__How to complete this task__
Go through the data and tally the lines that include "water". The reply is that number alone.
BEGIN
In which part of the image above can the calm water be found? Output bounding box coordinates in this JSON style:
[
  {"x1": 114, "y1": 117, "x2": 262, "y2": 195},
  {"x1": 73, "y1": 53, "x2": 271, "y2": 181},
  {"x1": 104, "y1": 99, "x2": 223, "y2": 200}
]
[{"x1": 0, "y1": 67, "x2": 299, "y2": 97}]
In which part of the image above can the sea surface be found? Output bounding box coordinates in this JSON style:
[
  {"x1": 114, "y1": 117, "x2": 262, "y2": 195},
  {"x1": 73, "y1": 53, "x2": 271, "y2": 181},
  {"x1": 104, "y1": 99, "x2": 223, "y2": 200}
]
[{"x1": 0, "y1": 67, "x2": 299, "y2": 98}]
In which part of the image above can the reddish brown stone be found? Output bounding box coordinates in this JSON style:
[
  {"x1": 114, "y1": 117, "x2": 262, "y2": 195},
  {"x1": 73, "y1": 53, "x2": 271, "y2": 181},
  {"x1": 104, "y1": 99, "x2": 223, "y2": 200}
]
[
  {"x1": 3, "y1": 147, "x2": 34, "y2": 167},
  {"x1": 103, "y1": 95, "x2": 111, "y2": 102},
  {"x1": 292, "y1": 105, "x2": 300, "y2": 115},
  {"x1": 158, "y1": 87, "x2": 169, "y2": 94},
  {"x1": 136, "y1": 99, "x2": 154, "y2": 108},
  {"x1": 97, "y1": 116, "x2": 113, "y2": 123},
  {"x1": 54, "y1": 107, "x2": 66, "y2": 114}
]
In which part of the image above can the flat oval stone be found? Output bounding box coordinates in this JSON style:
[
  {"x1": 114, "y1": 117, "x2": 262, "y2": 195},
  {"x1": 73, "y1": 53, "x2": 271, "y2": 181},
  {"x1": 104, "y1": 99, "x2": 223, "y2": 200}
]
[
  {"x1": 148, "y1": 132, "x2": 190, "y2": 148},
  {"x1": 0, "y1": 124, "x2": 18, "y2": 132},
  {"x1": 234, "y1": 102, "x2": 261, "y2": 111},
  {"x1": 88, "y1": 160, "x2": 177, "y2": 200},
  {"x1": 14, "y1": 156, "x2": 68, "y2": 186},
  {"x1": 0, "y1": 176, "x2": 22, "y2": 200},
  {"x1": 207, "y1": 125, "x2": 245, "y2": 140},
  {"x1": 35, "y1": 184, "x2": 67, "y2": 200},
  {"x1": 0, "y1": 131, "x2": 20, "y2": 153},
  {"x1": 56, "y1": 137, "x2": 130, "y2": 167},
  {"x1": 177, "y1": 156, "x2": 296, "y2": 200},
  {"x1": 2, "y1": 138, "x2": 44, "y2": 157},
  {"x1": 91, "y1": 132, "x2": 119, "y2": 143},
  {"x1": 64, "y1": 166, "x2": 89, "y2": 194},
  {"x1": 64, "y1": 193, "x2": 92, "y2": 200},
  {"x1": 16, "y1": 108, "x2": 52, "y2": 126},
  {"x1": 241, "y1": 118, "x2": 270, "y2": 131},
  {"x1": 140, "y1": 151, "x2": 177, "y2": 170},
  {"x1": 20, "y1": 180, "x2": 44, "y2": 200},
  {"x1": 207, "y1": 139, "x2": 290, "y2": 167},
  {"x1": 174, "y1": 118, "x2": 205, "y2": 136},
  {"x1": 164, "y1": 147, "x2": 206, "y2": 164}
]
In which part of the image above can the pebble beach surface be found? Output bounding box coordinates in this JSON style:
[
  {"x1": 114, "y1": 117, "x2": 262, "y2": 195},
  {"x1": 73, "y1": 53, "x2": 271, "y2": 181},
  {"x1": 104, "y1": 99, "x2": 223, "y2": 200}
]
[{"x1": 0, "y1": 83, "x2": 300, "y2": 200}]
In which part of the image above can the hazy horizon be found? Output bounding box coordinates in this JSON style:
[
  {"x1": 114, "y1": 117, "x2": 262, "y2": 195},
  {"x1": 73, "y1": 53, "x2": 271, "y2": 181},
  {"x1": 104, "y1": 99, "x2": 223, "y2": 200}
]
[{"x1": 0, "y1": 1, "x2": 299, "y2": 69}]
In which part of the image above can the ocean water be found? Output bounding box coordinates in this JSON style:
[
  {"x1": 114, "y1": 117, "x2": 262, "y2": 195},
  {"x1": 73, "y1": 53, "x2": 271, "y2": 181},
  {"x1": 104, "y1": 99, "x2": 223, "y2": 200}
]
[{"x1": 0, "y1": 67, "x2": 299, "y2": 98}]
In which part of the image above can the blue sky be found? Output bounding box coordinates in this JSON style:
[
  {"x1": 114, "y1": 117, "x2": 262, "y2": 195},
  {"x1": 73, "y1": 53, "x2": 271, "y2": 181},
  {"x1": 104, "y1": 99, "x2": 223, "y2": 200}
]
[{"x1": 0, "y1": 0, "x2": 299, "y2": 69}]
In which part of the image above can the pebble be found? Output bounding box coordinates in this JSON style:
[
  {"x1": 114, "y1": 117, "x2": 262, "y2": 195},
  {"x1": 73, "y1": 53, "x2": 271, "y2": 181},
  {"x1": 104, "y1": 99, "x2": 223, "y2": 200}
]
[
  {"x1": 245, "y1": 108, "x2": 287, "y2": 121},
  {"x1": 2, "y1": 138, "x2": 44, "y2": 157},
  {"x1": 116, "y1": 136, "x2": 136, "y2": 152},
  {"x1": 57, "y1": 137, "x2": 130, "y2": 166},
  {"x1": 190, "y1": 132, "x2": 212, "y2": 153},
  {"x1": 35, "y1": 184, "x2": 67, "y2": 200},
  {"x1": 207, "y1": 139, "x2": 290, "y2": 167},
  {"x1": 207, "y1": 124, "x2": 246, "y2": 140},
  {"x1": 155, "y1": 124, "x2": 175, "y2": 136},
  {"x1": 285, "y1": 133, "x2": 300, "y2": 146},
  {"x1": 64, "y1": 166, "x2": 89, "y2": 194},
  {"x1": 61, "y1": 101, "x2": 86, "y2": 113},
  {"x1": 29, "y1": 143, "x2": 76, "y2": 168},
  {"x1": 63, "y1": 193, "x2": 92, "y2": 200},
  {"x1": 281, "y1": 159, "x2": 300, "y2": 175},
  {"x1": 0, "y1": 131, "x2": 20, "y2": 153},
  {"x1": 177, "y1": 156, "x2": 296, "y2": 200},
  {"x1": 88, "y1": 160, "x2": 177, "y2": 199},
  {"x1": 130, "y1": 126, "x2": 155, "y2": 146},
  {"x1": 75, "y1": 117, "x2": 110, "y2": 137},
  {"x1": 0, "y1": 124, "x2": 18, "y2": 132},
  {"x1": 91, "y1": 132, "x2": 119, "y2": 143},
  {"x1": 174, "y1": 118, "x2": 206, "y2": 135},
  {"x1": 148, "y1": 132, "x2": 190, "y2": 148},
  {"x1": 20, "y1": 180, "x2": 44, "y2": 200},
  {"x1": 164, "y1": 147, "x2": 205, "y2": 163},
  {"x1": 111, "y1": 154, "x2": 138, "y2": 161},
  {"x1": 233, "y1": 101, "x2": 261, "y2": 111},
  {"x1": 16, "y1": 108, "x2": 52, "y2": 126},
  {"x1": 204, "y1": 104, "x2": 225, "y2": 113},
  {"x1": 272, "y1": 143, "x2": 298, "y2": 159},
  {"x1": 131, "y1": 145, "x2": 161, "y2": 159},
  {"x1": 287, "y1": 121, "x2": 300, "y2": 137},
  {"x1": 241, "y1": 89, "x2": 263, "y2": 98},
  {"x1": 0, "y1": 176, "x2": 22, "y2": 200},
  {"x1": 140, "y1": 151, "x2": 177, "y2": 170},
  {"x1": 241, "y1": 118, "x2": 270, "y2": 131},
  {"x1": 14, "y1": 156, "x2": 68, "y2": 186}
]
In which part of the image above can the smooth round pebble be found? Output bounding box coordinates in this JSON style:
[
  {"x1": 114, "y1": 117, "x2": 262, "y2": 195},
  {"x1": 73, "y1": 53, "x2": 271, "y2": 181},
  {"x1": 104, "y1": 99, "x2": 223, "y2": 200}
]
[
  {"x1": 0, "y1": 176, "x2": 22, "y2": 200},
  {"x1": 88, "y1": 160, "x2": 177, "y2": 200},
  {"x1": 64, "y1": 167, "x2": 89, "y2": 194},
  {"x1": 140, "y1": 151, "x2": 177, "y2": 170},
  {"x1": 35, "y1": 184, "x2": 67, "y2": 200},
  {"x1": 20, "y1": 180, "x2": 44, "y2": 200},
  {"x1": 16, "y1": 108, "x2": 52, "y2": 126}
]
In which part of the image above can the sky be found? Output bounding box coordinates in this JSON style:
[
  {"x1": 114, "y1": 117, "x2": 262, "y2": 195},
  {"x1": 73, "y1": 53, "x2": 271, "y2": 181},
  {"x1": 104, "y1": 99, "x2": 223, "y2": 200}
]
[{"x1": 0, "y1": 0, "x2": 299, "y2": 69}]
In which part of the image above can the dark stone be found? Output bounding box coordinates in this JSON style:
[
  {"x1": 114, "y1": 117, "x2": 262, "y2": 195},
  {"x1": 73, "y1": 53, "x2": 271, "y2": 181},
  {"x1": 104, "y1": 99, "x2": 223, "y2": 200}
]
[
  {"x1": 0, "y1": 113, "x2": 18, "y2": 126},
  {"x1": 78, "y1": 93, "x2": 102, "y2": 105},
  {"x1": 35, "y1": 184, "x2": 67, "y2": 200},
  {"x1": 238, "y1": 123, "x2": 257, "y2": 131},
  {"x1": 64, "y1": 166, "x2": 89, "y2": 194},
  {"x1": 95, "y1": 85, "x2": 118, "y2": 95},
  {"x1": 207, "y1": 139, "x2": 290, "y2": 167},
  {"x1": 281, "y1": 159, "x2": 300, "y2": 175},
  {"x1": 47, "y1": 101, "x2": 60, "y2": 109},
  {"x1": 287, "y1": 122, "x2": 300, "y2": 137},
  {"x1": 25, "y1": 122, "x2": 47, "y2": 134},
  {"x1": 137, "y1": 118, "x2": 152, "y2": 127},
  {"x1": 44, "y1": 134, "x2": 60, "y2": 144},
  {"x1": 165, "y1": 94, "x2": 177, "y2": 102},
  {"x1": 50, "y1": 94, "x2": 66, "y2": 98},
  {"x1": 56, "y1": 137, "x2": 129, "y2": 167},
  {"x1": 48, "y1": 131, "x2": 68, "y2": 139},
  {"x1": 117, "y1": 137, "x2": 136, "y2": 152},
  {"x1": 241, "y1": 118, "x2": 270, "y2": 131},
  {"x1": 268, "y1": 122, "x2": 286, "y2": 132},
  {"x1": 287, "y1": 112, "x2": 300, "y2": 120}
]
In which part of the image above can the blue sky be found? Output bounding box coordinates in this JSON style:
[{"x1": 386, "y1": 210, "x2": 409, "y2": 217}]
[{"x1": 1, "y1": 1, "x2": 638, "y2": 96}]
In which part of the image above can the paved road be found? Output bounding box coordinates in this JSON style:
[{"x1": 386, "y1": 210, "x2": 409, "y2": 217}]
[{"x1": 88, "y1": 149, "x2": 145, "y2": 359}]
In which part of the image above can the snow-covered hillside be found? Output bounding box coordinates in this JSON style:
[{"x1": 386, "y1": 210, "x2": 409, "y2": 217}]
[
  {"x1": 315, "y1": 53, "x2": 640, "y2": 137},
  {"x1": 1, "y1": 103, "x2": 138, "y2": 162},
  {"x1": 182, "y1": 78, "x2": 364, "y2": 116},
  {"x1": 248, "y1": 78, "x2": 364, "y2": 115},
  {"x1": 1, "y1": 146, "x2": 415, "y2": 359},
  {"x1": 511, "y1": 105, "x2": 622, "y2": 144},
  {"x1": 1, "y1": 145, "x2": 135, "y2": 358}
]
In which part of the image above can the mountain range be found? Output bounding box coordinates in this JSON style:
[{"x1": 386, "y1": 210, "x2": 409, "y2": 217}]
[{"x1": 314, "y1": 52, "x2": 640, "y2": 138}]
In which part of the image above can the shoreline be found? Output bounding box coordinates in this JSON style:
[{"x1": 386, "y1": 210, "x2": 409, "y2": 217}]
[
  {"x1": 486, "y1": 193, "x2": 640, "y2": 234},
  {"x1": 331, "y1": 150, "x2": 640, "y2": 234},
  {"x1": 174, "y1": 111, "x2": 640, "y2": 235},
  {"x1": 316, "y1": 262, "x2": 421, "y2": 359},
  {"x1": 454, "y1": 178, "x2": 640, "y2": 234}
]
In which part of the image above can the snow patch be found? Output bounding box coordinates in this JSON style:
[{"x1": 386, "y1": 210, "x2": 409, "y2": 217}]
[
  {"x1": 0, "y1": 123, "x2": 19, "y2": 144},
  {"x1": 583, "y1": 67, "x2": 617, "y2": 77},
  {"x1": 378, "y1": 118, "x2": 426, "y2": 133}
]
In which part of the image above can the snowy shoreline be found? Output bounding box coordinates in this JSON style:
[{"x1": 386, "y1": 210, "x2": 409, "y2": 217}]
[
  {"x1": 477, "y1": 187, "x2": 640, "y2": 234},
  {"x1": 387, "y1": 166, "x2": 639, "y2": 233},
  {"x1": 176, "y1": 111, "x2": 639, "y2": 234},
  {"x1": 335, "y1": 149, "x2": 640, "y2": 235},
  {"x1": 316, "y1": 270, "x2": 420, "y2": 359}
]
END
__Exercise output__
2